▶ **Aim**
Extract every line of the records below verbatim, leaving the pictures out.

Source records:
################

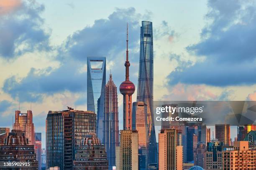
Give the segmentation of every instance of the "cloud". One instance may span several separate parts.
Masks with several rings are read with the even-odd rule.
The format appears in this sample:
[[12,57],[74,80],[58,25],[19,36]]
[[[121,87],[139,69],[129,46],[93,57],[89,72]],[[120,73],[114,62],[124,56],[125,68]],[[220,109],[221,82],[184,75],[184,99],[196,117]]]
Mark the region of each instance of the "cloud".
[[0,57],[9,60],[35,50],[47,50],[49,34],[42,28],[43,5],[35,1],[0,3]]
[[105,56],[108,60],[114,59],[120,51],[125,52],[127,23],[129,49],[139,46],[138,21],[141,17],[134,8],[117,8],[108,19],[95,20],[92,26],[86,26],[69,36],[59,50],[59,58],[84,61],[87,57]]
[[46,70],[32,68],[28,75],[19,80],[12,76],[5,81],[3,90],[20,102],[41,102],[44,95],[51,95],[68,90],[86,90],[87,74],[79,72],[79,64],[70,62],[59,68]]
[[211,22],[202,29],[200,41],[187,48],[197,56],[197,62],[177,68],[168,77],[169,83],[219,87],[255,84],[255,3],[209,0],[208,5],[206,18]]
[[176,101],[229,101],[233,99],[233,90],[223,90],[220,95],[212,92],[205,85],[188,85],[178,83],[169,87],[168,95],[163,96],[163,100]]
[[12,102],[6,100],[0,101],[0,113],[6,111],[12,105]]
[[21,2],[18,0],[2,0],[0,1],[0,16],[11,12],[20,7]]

################

▶ **Full response**
Give the segmentation of every instance of the "cloud". One instance may span several separate parts.
Masks with several rings are read with the even-odd rule.
The format appears in this sample:
[[12,57],[74,80],[58,25],[19,36]]
[[[121,87],[139,69],[129,46],[93,57],[89,72]],[[120,73],[114,62],[124,56],[125,68]],[[220,109],[221,82],[184,75],[184,99],[196,117]]]
Mark the region of each instance of the "cloud".
[[0,57],[9,60],[35,50],[47,50],[49,34],[42,28],[43,5],[35,1],[0,3]]
[[105,56],[108,60],[114,59],[120,51],[125,52],[127,23],[129,49],[139,46],[138,21],[141,17],[134,8],[117,8],[108,19],[95,20],[92,26],[86,26],[69,36],[59,50],[59,58],[84,61],[87,57]]
[[46,70],[32,68],[28,75],[19,80],[12,76],[5,81],[3,90],[20,102],[41,102],[44,95],[51,95],[68,90],[86,90],[87,74],[79,72],[79,64],[70,62],[59,68]]
[[211,22],[202,29],[200,41],[187,48],[197,56],[197,62],[177,68],[168,77],[169,83],[219,87],[255,84],[255,3],[209,0],[208,5],[206,18]]
[[176,101],[229,101],[233,99],[233,90],[223,90],[220,95],[212,92],[205,85],[188,85],[178,83],[169,87],[168,95],[163,96],[163,100]]
[[12,102],[6,100],[0,101],[0,113],[6,111],[12,105]]
[[21,2],[18,0],[2,0],[0,1],[0,16],[11,12],[20,7]]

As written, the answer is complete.